* [Set task]:
Please return every line of the rows below that contains the string "white". Case counts.

[Entries drawn from a collection]
- - -
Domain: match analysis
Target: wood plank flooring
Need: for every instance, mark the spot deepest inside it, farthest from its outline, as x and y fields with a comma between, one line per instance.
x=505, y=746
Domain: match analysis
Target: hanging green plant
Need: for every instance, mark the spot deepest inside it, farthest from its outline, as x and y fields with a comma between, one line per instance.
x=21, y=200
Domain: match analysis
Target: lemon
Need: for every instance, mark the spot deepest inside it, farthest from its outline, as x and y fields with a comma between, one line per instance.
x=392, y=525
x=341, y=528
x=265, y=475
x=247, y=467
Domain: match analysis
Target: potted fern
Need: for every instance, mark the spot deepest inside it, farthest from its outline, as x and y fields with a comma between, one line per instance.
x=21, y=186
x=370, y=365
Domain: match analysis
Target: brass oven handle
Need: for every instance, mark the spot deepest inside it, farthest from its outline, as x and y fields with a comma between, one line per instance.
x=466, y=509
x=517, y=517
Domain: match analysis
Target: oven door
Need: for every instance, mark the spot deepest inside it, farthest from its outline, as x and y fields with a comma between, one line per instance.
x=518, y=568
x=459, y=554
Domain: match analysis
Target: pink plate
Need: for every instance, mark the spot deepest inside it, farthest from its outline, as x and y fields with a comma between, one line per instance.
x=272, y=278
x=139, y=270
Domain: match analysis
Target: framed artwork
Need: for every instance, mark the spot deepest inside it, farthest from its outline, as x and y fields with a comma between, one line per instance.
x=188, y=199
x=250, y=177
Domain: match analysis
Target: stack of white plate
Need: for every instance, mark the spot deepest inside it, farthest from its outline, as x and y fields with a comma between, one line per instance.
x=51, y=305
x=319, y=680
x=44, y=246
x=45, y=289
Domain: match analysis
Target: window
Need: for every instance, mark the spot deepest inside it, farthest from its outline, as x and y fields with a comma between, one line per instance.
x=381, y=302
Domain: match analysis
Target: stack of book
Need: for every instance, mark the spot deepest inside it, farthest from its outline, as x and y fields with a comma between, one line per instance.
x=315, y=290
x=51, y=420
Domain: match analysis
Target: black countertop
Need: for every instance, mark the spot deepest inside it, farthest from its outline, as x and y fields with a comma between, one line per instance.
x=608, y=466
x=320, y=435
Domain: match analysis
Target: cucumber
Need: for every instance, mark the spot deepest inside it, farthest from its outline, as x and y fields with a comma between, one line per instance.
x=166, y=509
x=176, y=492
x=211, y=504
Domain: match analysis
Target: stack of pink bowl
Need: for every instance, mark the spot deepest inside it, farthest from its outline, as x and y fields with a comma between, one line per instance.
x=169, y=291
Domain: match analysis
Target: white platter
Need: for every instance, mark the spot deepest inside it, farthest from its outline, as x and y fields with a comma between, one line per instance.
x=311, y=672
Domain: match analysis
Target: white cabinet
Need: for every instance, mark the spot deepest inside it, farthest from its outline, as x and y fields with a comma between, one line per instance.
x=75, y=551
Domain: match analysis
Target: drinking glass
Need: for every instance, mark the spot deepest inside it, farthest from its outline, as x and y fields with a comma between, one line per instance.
- - -
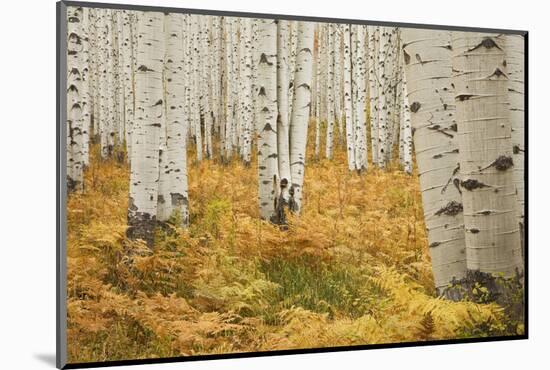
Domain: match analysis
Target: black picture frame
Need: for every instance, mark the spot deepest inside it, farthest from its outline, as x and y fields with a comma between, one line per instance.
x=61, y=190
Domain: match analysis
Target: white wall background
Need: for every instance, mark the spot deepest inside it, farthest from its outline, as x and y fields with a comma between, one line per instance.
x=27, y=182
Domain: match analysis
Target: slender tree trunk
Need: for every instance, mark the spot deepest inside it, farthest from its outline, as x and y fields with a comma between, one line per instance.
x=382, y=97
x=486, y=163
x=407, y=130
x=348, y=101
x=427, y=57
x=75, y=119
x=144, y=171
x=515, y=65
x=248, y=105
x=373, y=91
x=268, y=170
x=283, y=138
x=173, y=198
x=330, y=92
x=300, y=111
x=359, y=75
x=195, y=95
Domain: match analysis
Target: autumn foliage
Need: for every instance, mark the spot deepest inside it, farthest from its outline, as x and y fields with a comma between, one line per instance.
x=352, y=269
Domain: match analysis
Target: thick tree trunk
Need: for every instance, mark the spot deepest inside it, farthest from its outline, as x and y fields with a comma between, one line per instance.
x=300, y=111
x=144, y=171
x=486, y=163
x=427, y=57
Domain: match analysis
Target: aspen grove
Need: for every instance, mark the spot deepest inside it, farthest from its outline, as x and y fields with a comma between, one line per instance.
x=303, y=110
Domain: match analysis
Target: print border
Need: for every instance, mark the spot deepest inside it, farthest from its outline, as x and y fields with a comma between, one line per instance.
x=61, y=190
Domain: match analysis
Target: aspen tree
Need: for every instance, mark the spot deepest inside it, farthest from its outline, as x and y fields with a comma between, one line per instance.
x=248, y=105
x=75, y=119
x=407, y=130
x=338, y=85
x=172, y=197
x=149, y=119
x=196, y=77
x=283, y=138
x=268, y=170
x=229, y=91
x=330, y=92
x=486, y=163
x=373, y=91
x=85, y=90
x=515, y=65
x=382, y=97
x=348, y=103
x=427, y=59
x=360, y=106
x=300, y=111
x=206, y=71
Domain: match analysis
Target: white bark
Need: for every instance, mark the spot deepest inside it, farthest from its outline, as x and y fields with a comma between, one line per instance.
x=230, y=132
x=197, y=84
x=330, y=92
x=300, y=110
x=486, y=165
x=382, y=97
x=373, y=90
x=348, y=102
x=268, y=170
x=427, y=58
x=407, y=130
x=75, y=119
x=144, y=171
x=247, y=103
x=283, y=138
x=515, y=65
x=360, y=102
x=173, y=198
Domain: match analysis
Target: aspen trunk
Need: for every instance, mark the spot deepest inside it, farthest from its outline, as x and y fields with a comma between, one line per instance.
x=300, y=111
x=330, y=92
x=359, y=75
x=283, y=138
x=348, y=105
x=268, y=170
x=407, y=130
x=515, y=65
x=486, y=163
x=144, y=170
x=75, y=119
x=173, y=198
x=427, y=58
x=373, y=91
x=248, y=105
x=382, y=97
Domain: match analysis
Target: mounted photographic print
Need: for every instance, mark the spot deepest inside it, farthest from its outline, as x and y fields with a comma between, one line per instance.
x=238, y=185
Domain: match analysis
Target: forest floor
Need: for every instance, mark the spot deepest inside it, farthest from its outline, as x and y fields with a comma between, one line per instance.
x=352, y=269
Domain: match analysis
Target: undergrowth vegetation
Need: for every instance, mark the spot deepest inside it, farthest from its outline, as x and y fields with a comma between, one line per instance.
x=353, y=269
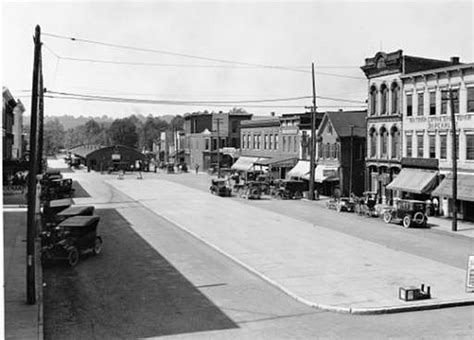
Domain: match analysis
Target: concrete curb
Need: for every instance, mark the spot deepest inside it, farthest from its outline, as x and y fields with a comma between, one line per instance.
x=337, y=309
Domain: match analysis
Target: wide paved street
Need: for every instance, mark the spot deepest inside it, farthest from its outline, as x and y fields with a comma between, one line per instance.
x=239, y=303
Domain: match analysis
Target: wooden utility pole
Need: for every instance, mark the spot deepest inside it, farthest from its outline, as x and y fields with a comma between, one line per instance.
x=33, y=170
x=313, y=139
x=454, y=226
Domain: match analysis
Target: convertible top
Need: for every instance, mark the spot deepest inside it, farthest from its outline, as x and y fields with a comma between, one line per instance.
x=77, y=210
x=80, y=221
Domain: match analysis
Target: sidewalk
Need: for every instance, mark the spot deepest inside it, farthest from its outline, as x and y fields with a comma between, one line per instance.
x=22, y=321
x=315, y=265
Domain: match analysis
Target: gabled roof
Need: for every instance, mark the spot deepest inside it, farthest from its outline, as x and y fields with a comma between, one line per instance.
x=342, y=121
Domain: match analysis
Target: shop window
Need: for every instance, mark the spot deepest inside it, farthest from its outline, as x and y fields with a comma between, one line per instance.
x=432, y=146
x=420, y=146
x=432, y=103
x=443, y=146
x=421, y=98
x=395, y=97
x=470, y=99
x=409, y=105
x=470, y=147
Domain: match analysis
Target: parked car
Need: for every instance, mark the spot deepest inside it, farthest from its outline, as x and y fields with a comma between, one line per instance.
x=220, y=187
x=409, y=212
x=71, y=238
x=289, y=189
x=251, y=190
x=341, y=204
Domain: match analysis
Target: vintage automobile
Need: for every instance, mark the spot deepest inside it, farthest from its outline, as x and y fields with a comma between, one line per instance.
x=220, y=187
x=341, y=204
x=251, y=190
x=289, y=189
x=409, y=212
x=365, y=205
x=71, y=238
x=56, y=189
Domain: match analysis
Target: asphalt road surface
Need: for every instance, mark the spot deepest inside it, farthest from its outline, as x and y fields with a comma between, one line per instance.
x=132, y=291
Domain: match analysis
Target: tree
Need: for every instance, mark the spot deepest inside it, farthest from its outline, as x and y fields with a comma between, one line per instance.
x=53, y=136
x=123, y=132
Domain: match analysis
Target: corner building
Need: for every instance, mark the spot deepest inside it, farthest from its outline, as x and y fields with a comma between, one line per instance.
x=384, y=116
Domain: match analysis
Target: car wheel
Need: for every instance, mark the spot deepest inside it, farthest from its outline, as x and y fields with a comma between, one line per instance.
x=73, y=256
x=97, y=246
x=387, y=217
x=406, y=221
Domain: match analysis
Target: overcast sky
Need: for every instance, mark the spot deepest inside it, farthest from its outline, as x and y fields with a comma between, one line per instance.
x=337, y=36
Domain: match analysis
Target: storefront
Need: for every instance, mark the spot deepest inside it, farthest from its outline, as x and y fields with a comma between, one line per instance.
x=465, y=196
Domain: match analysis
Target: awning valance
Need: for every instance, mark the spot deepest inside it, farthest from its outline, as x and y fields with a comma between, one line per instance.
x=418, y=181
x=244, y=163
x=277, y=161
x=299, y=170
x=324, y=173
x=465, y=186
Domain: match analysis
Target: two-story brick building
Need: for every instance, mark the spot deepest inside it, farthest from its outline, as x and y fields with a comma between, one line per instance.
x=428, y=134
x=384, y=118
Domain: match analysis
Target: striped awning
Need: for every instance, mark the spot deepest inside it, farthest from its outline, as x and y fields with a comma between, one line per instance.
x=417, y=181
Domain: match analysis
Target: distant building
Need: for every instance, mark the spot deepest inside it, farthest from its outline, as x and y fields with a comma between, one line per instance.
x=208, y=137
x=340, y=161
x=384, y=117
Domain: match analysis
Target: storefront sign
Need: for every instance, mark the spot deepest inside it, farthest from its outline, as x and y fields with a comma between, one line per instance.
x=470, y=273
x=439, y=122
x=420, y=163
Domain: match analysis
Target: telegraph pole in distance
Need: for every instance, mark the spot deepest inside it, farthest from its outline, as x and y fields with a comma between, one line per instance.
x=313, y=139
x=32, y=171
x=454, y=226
- - -
* [Output]:
Target: stack of white plate
Target: white platter
Target: white cabinet
Target: white wall background
Target: white bark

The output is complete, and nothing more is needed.